Kenneth Andrew Kranz (September 12, 1923 – April 8, 2017) was an American NFL football player.

Early life
Born in Milwaukee, Wisconsin, Kranz graduated from Custer High School. He played soccer in his freshman year; then football as a center before being switched to halfback for his junior year. He was all-city during his senior year.

College
Kranz began playing football for the Milwaukee State Teachers College (currently known as the University of Wisconsin–Milwaukee), but was drafted into military service during World War II. He was with the Air Force's troop carrier command in England as a radio operator on aircraft that carried troops into combat zones in France, Belgium and Germany. He earned five battle stars and several medals during his service.

○ ○ ○ ○ ○

→ **REQUIREMENT 1**
Return the part of the Kranz biography between "Kenneth Andrew Kranz" and "his senior year.", inclusive.
→ **REQUIREMENT 2**
According to the Kranz biography, what took Kranz away from playing football at Milwaukee State Teachers College? Answer in one to three sentences.
→ **REQUIREMENT 3**
Continue the Kranz biography from where it stops.
These rows come from a separate source, not from the Kranz biography.

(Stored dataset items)
○ ○ ○ ○ ○

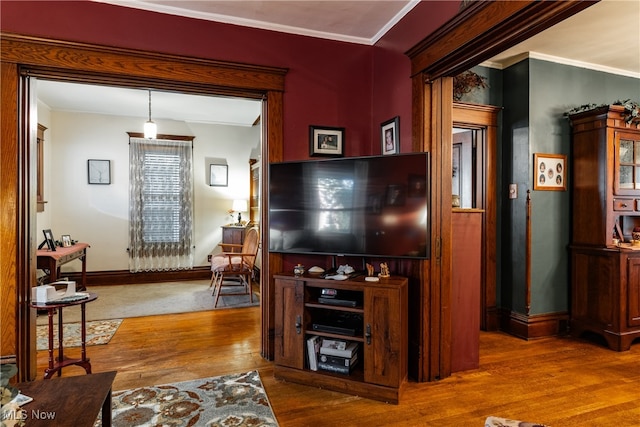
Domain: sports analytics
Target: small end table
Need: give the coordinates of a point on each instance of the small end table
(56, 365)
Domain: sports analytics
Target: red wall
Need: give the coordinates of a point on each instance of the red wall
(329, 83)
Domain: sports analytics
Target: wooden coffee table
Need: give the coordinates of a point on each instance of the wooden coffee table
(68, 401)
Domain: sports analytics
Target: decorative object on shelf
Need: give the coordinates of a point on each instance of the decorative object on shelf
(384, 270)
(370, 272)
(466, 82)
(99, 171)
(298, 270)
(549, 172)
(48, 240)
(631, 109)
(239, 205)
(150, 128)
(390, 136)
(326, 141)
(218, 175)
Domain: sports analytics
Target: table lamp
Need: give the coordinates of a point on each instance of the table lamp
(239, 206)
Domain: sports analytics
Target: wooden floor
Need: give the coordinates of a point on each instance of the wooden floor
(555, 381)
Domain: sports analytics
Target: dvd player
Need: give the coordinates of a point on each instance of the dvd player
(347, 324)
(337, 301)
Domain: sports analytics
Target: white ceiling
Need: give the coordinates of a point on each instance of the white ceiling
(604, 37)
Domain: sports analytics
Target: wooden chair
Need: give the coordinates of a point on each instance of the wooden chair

○ ○ ○ ○ ○

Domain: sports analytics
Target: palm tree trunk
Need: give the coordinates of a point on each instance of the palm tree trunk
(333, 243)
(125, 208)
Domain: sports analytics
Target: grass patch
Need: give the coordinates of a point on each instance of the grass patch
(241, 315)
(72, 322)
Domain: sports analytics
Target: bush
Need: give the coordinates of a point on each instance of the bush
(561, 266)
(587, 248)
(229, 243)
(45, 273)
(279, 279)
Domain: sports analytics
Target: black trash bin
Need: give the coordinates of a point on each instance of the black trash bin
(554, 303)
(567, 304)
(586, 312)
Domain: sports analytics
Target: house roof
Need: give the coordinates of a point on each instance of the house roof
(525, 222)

○ ○ ○ ○ ○

→ **WRITTEN RESPONSE 1**
Kenneth Andrew Kranz (September 12, 1923 – April 8, 2017) was an American NFL football player.

Early life
Born in Milwaukee, Wisconsin, Kranz graduated from Custer High School. He played soccer in his freshman year; then football as a center before being switched to halfback for his junior year. He was all-city during his senior year.

→ **WRITTEN RESPONSE 2**
He was drafted into military service during World War II. He then served as a radio operator with the Air Force's troop carrier command in England.

→ **WRITTEN RESPONSE 3**
Returning to college, Kranz played football for four years from 1945 to 1948 at the Milwaukee State Teachers College. Earning four collegiate letters in football, he also earned three letters in track claiming the conference discus title in 1946. At the age of 26, he became the first UWM player to be drafted to a professional football team.

Pro-Football
The Green Bay Packers selected Kranz in the 21st round of the 1949 NFL Draft. Kranz played defensive back for the Packers in six or seven games of the 1949 season from April 10, 1949, until the end of the season. At that time he decided on leaving the team to return to school after discussing it with his wife, Shirley. He earned $3,500 for the season.

Teaching and later life
Kranz taught for 32 years at Browning Elementary School of Milwaukee Public Schools, then retired in 1984. He was inducted into the Milwaukee Athletics Hall of Fame in 1975. Kranz died in April 2017 at the age of 93.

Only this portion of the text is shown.